• _Exercise prompt_
Write out precisely the lines beginning with the line that contains "In this practice step, locate the boat antenna" and ending with the last line of the entries, and no other lines.

• _Listed records_
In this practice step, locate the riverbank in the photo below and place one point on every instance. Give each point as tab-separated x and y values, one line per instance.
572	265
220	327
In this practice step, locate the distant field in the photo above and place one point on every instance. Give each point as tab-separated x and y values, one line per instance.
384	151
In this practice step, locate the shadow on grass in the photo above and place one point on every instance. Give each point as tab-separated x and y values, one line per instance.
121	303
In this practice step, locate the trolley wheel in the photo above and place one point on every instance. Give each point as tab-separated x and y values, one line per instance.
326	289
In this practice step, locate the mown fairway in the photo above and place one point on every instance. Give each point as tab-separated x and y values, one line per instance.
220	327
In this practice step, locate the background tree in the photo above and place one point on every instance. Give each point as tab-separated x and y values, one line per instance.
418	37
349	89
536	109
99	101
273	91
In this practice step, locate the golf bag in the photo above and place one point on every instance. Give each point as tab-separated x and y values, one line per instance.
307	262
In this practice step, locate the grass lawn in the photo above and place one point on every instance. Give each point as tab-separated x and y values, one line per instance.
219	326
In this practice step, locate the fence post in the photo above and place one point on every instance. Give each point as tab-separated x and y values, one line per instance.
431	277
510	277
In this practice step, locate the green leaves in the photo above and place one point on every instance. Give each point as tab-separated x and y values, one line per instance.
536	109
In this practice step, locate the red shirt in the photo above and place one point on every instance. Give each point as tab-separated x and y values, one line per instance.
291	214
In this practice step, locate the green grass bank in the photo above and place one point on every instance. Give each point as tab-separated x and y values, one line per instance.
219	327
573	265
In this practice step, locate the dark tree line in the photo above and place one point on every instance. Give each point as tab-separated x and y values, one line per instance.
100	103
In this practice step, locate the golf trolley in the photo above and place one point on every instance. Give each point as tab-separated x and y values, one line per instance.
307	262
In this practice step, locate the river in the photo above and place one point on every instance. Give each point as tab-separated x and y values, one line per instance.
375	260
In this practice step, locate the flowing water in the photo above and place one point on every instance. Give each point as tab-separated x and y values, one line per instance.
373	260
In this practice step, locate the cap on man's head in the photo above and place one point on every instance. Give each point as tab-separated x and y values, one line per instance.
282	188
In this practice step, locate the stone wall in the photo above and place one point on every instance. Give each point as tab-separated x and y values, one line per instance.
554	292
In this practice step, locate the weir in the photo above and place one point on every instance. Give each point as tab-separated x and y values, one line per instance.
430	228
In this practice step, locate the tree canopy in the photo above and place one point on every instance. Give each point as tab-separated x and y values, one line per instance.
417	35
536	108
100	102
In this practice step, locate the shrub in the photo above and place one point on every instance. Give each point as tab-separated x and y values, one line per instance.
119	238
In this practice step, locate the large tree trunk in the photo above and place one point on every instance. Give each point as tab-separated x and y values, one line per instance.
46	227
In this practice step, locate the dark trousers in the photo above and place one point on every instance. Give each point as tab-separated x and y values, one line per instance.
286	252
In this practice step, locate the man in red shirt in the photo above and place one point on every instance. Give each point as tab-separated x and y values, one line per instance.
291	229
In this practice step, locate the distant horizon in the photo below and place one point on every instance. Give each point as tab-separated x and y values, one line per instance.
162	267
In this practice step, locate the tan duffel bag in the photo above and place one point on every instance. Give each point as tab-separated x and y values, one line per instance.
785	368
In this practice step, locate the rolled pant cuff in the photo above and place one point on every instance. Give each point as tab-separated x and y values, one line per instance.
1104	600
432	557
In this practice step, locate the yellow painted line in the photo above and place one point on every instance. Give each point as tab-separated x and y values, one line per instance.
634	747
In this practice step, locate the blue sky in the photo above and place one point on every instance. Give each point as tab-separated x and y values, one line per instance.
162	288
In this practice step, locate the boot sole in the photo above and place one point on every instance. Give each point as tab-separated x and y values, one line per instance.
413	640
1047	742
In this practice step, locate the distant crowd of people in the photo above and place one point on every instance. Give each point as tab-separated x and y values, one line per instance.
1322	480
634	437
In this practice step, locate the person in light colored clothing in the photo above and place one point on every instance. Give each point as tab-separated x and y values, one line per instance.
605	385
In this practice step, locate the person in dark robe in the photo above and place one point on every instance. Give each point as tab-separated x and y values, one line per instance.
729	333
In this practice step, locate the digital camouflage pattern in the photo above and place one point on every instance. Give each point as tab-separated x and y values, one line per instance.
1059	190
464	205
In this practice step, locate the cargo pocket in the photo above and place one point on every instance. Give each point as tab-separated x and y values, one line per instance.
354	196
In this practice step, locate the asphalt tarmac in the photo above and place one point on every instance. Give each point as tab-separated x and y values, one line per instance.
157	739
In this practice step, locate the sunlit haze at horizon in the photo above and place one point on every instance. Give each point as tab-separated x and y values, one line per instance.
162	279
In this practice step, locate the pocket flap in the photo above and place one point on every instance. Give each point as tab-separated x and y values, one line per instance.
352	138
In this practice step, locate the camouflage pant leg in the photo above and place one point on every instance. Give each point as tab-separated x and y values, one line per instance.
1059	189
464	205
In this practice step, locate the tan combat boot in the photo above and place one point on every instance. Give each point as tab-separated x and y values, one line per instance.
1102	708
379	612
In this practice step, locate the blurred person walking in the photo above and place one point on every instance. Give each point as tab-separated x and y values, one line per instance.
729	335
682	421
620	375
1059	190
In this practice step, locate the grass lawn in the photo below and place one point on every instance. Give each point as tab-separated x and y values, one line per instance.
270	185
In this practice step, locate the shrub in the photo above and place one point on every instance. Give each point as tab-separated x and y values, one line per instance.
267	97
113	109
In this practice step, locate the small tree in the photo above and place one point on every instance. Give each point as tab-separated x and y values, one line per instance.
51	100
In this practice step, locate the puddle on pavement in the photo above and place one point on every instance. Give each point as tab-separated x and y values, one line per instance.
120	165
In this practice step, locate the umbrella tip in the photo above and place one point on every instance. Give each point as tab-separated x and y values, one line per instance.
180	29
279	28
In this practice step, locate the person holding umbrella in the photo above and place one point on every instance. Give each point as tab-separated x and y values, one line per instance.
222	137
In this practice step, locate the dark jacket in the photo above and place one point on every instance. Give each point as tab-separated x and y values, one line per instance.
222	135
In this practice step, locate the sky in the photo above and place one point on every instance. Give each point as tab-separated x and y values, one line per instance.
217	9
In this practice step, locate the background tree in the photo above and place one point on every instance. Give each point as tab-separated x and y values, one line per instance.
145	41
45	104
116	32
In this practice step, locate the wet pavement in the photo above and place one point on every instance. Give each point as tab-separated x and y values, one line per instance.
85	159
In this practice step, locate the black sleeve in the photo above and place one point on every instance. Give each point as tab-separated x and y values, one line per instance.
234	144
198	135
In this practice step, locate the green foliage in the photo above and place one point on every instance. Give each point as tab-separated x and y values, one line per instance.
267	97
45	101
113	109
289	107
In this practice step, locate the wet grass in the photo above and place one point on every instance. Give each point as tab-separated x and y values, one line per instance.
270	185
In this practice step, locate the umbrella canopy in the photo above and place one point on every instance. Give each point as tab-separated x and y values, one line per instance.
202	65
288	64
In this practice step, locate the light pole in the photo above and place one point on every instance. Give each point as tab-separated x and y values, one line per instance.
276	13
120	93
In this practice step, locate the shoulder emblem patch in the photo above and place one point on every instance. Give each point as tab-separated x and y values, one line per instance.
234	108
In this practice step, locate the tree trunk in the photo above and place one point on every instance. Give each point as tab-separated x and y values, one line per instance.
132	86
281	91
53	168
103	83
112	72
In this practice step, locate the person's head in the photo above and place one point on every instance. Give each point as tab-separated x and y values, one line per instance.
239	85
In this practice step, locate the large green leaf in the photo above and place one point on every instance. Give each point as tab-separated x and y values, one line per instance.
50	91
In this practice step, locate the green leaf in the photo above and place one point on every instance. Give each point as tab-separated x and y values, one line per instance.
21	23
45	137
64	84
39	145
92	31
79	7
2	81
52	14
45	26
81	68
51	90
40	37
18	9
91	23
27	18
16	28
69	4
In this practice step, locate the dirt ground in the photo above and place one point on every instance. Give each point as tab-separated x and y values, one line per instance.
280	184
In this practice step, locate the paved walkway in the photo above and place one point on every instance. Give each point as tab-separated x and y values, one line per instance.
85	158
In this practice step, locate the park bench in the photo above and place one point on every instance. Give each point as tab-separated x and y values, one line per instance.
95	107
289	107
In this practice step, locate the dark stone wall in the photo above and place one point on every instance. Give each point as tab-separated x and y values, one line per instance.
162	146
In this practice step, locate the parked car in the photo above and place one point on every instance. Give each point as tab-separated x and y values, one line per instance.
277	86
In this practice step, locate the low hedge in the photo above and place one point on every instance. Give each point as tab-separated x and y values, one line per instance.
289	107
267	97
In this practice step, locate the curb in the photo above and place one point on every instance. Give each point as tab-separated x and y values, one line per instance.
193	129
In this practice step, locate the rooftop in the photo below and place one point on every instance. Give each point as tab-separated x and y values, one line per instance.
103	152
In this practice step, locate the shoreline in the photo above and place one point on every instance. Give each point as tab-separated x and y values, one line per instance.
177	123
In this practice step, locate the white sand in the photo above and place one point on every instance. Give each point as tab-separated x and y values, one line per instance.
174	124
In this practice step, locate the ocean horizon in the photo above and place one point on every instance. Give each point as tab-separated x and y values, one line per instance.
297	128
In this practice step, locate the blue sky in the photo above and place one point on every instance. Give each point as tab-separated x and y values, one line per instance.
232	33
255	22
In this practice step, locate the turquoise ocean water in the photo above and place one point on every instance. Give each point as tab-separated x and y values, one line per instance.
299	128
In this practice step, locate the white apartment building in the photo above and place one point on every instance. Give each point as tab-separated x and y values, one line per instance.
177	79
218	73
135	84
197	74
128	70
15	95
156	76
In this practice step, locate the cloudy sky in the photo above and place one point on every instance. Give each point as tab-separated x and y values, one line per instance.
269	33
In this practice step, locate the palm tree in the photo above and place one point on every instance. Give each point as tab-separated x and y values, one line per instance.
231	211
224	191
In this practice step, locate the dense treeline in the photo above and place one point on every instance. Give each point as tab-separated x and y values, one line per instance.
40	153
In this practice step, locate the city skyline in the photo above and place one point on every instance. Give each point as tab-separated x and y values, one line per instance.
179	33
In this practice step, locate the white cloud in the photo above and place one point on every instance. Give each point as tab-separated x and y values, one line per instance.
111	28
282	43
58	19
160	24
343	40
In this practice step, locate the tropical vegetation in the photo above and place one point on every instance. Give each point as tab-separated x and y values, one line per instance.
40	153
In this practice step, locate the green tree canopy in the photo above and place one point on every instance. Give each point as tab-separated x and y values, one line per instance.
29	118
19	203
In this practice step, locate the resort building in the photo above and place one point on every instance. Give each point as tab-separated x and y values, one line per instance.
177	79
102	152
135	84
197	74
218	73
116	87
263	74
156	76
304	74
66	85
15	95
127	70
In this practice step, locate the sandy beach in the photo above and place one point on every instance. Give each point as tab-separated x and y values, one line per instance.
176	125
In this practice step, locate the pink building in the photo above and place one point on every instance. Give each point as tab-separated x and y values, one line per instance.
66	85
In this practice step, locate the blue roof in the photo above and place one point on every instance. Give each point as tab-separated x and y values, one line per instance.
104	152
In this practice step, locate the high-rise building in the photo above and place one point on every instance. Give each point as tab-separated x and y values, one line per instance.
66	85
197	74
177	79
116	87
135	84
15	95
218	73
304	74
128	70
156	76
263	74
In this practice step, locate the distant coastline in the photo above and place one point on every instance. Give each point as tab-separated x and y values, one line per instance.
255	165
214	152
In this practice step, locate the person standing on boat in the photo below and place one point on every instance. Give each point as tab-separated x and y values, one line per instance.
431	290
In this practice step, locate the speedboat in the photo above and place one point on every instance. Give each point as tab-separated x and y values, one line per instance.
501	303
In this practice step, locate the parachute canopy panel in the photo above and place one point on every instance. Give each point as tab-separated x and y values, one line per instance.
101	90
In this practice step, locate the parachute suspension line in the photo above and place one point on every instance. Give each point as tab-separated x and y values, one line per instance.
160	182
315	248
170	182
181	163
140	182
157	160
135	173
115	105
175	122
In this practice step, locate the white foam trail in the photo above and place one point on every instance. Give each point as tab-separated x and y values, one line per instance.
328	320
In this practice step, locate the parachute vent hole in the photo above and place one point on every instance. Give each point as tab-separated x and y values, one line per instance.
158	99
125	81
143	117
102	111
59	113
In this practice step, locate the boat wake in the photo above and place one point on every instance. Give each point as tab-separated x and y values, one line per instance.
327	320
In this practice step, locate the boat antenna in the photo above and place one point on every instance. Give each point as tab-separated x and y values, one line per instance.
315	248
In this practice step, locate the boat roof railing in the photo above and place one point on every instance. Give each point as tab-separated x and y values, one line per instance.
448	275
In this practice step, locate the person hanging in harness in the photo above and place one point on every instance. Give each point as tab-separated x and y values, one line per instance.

• _Task answer_
In this practice step, locate the boat antenna in the photo above and place one point on every instance. Give each point as tab-separated x and y values, one line per instance.
315	248
In this practice step, locate the boat roof railing in the photo above and place one point on every instance. Give each point as tab-separated x and y values, one line per instance.
448	275
In this practice step, locate the person hanging in harness in the photo above and place one point on every instance. Give each point as tab-separated x and y values, one line per instance.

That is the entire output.